=== Page extract ===
St Mungo’s Interim Chief Executive Rebecca Sycamore, said: “As a leading homelessness charity whose teams are trying to get people off the streets every day, St Mungo’s sees the very real and very harsh reality of this financial crisis all of the time. And with more price increases it is very likely many of those currently just scraping by will no longer be able to manage, and could be at real risk of losing their homes and experiencing a very harsh winter.

Action is needed now. We want to see the government uplift benefits in line with inflation, increase the benefit cap and unfreeze Local Housing Allowance rates. We urge the Prime Minister and his ministers to act as a matter of urgency to prevent more people ending up homeless this winter.”

Rick Henderson, CEO at Homeless Link, the national membership charity for frontline homelessness organisations in England, said:  “Everyone deserves a safe place to live and the support they need to keep it. But the rising cost-of-living is exacerbating the long-term drivers of homelessness in London, such as a lack of genuinely affordable housing and a poorly funded welfare system.

Saved entries:

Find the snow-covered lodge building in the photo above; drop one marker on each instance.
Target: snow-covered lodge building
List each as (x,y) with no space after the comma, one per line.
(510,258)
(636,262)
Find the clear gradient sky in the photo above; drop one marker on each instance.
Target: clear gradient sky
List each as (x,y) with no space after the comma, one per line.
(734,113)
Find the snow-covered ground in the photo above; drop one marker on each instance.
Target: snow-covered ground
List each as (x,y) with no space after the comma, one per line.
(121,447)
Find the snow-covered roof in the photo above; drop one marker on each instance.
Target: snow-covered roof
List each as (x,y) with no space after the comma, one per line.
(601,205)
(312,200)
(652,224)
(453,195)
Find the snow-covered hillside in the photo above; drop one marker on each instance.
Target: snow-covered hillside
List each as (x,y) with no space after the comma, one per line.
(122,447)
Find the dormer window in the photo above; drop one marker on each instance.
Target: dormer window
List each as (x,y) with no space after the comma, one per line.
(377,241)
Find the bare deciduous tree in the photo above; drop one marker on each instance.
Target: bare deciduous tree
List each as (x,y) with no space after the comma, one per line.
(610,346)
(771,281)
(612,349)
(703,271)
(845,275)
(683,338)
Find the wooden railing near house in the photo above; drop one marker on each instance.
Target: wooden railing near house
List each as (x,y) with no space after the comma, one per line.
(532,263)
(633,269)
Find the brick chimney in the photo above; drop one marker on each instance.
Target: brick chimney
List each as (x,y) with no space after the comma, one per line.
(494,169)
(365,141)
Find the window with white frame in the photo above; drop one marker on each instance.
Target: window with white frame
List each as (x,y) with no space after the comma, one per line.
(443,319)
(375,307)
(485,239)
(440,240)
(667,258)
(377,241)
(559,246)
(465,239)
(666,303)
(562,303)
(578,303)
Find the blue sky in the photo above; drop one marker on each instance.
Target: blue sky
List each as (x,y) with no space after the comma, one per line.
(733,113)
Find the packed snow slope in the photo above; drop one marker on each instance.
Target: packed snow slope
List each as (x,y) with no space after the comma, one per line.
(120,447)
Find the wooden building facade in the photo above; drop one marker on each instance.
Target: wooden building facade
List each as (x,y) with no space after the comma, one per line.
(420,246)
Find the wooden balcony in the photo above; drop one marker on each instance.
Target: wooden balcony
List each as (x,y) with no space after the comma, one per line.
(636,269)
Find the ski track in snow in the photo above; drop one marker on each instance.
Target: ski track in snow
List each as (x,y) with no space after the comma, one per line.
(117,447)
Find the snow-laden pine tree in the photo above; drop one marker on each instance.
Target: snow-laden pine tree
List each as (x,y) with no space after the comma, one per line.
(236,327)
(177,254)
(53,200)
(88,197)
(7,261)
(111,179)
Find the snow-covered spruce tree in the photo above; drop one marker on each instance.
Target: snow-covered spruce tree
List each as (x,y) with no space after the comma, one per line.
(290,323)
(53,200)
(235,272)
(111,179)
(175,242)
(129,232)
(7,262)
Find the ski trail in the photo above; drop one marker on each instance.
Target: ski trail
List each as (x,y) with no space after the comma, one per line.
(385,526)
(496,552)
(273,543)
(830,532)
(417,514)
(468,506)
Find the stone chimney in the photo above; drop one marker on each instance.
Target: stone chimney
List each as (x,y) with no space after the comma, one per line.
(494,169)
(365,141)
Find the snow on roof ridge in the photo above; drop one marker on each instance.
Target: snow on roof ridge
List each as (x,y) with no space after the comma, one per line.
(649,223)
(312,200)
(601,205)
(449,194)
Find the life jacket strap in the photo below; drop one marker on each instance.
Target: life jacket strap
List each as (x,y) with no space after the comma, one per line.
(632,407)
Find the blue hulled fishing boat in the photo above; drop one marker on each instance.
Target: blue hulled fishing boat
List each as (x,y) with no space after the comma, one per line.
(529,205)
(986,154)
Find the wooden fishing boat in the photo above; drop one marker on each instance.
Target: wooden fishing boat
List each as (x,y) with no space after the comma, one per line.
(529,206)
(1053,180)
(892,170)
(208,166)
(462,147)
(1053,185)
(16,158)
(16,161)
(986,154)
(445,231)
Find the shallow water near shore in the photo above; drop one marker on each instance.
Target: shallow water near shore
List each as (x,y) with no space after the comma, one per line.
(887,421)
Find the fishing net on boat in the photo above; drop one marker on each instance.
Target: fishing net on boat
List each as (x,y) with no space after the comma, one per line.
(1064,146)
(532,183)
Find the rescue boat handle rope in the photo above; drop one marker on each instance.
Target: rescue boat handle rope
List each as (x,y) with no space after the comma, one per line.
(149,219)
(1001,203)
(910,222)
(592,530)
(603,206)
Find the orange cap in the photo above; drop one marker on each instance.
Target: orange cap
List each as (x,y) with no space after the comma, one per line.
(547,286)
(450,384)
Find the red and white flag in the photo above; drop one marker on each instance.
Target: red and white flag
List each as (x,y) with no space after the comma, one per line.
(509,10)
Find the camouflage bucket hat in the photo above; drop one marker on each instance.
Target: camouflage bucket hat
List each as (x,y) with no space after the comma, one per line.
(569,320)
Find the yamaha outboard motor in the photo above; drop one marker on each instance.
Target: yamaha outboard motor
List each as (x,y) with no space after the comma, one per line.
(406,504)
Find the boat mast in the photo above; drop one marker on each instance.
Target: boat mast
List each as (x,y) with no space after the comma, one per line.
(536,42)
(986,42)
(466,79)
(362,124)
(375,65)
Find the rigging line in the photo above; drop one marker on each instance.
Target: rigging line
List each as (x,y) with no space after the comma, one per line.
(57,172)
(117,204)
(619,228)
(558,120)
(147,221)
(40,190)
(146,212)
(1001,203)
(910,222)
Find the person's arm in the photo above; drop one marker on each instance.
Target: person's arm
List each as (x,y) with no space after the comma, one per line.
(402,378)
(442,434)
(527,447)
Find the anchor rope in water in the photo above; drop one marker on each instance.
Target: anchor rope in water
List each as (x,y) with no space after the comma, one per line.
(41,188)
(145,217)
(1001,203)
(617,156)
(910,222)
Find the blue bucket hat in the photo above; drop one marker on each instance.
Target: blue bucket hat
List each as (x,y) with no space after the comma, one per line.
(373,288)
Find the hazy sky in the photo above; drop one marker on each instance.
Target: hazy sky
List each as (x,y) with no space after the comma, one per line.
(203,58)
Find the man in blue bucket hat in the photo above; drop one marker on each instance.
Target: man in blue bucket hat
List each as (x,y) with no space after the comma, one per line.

=== What needs to be done ===
Retype the statements from the homelessness charity leaders in full, keeping every word, punctuation mark and paragraph break unchanged.

=== Task output ===
St Mungo’s Interim Chief Executive Rebecca Sycamore, said: “As a leading homelessness charity whose teams are trying to get people off the streets every day, St Mungo’s sees the very real and very harsh reality of this financial crisis all of the time. And with more price increases it is very likely many of those currently just scraping by will no longer be able to manage, and could be at real risk of losing their homes and experiencing a very harsh winter.

Action is needed now. We want to see the government uplift benefits in line with inflation, increase the benefit cap and unfreeze Local Housing Allowance rates. We urge the Prime Minister and his ministers to act as a matter of urgency to prevent more people ending up homeless this winter.”

Rick Henderson, CEO at Homeless Link, the national membership charity for frontline homelessness organisations in England, said:  “Everyone deserves a safe place to live and the support they need to keep it. But the rising cost-of-living is exacerbating the long-term drivers of homelessness in London, such as a lack of genuinely affordable housing and a poorly funded welfare system.